§ **WRITTEN TASK**: Update everything in the records from the line containing "the blue coverall." down to the line containing "[[112, 77], [97, 3], [0, 1], [0, 93], [108, 91]]": write those lines out again with "industrial building" changed to "warehouse" and everything else left the same.

§ **PROVIDED INFORMATION**:

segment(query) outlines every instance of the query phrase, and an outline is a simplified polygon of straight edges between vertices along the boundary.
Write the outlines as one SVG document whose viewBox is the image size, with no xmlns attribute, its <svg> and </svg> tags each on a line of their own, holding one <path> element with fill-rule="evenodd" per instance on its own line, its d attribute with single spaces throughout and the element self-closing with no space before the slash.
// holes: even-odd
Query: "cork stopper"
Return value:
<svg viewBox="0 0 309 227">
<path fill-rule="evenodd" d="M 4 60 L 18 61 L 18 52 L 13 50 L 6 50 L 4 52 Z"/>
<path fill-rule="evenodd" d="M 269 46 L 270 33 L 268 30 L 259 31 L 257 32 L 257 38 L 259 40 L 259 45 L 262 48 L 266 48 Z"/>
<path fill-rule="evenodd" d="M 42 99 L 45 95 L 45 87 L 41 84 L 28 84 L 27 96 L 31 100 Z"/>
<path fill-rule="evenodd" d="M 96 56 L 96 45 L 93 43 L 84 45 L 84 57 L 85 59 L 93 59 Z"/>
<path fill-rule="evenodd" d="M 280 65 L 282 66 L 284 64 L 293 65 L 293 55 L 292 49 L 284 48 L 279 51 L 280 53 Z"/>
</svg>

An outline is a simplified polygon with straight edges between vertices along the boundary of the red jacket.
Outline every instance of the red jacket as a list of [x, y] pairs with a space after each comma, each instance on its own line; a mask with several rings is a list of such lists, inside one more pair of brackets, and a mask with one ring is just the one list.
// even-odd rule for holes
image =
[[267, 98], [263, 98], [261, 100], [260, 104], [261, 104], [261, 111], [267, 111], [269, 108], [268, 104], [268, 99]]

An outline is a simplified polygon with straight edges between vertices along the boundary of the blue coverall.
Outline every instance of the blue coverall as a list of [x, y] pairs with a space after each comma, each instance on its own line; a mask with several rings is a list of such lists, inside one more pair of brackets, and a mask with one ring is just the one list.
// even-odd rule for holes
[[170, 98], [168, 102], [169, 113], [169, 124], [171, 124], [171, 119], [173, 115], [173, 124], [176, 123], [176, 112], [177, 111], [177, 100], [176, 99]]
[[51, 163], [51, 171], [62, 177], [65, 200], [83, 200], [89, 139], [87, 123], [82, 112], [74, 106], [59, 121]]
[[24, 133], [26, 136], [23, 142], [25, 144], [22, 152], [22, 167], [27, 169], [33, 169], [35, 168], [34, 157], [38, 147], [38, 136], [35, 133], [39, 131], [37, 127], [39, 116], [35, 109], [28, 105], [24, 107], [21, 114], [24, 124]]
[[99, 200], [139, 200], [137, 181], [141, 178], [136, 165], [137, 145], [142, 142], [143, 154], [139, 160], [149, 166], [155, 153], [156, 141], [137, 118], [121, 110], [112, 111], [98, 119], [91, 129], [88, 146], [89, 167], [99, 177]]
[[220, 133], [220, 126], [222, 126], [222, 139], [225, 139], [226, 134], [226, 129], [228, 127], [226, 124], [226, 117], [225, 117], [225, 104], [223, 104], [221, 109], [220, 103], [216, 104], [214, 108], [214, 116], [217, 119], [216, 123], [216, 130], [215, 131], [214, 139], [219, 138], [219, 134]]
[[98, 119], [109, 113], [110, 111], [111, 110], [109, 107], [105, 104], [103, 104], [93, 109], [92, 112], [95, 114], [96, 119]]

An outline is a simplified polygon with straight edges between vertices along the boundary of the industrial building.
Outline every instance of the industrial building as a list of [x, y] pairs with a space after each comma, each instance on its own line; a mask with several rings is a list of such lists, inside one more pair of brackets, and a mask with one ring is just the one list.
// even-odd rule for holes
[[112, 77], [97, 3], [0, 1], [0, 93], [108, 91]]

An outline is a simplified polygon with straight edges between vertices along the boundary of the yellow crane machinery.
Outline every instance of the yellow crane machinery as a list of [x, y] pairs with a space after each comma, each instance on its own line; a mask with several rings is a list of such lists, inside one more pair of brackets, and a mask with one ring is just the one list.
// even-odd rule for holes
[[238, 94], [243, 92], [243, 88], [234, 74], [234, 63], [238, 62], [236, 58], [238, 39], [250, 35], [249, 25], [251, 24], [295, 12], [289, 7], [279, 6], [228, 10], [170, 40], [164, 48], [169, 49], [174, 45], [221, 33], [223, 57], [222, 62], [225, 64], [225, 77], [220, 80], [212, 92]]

§ **THE OUTPUT**:
An outline is a simplified polygon with straight edges between vertices along the boundary of the blue coverall.
Outline every instance of the blue coverall as a list of [x, y] pairs with a space after each comma, each instance on its own line; a mask with several rings is a list of such lists, inside one more pair of brackets, and a mask with one ring is just the one list.
// even-odd rule for holes
[[170, 98], [168, 102], [169, 113], [169, 124], [171, 124], [171, 119], [173, 115], [173, 124], [176, 123], [176, 112], [177, 111], [177, 100], [176, 99]]
[[51, 163], [51, 171], [62, 177], [65, 200], [83, 200], [89, 139], [87, 123], [82, 112], [74, 106], [59, 121]]
[[24, 133], [26, 136], [23, 142], [25, 144], [22, 152], [22, 167], [27, 169], [33, 169], [35, 168], [34, 157], [38, 147], [38, 136], [35, 133], [39, 131], [37, 127], [39, 116], [35, 109], [28, 105], [24, 107], [21, 114], [24, 124]]
[[99, 200], [139, 200], [137, 181], [141, 178], [136, 165], [137, 145], [142, 142], [143, 154], [139, 160], [149, 166], [155, 153], [156, 141], [137, 118], [121, 110], [112, 111], [98, 119], [91, 129], [88, 146], [89, 167], [99, 177]]
[[220, 133], [220, 126], [222, 126], [222, 139], [225, 139], [226, 134], [226, 129], [228, 127], [226, 124], [226, 117], [225, 117], [225, 104], [223, 104], [221, 109], [220, 103], [216, 104], [214, 108], [214, 116], [217, 119], [216, 123], [216, 130], [215, 131], [214, 139], [219, 138], [219, 134]]
[[98, 119], [109, 113], [110, 111], [111, 110], [109, 107], [105, 104], [103, 104], [93, 109], [92, 112], [95, 114], [96, 119]]

An outline is a simplified polygon with straight edges between vertices along the boundary of the warehouse.
Outline every instance of the warehouse as a list of [x, y] pairs with a space after each comma, each instance on its own line; a mask with several rings is a list of such lists, inside one more pair of brackets, and a mask with one ring is just the one list.
// even-odd rule for holes
[[112, 77], [97, 3], [0, 1], [0, 93], [108, 91]]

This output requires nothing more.